> Problems to solve
1) Answer these questions using the piece on vaccine affordability:
(a) For how many years did Carey practice as a nurse?
(b) How much money has already been put into coronavirus research?
(c) Which two drug corporations have begun working with public agencies?
2) Echo the piece on vaccine affordability word for word, from "As a retired" up to and including "worth their while.".

--- Source text Enclosed Below ---

Dr. Lynn Carey says she knows firsthand the critical role that vaccines and new drugs play in preventing disease, treating outbreaks and saving lives.
As a retired nurse who practiced for over 40 years, she writes that “ensuring readily affordable access to these medicines must be our — and our government’s — priority, not enabling massive profits in the pharmaceutical industry.”
Carey goes on to write that “The United States has a long history of effectively managing public health crises by leveraging public resources — our taxpayer dollars — to innovate treatments to eradicate everything from measles to polio to rubella…but lifesaving medicines, including vaccines that prevent communicable diseases, can’t work if people can’t afford them.”
Her fear is that drug corporations that have previously shown little interest in creating vaccines, might jump on an opportunity to capitalize on the more than $700 million that’s already been put into coronavirus research, and push out a product at a price that makes participation worth their while.
Two huge drug corporations, Johnson & Johnson and Sanofi, have jumped in to work with public agencies, Carey reports.
She says: “Pharmaceutical corporations are motivated by profit, not public health. The United States shouldn’t give a blank check to Big Pharma to test and sell a drug that could mean the difference between spreading the virus and stopping it in its tracks.”

--- End of Enclosed Source text ---
--- Information shown Enclosed Below ---

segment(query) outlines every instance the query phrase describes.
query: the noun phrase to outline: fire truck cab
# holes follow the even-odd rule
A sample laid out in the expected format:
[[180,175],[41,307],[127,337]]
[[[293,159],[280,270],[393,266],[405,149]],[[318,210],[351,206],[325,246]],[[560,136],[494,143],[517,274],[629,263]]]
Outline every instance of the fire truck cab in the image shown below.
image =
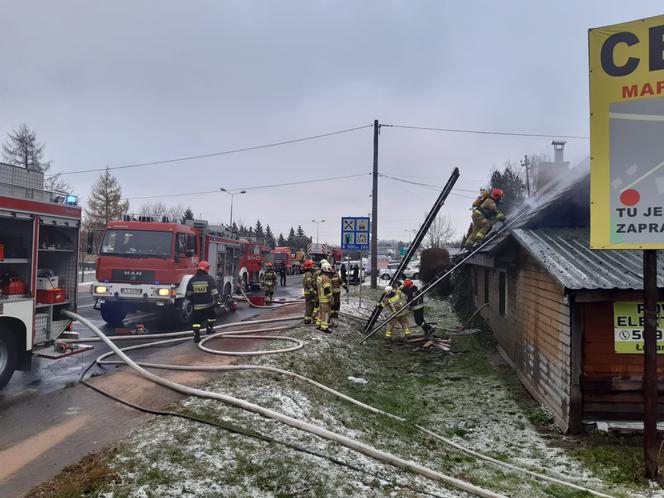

--- End of Enclosed Information shown ---

> Answers by item
1)
(a) Over 40 years.
(b) More than $700 million.
(c) Johnson & Johnson and Sanofi.

2)
As a retired nurse who practiced for over 40 years, she writes that “ensuring readily affordable access to these medicines must be our — and our government’s — priority, not enabling massive profits in the pharmaceutical industry.”
Carey goes on to write that “The United States has a long history of effectively managing public health crises by leveraging public resources — our taxpayer dollars — to innovate treatments to eradicate everything from measles to polio to rubella…but lifesaving medicines, including vaccines that prevent communicable diseases, can’t work if people can’t afford them.”
Her fear is that drug corporations that have previously shown little interest in creating vaccines, might jump on an opportunity to capitalize on the more than $700 million that’s already been put into coronavirus research, and push out a product at a price that makes participation worth their while.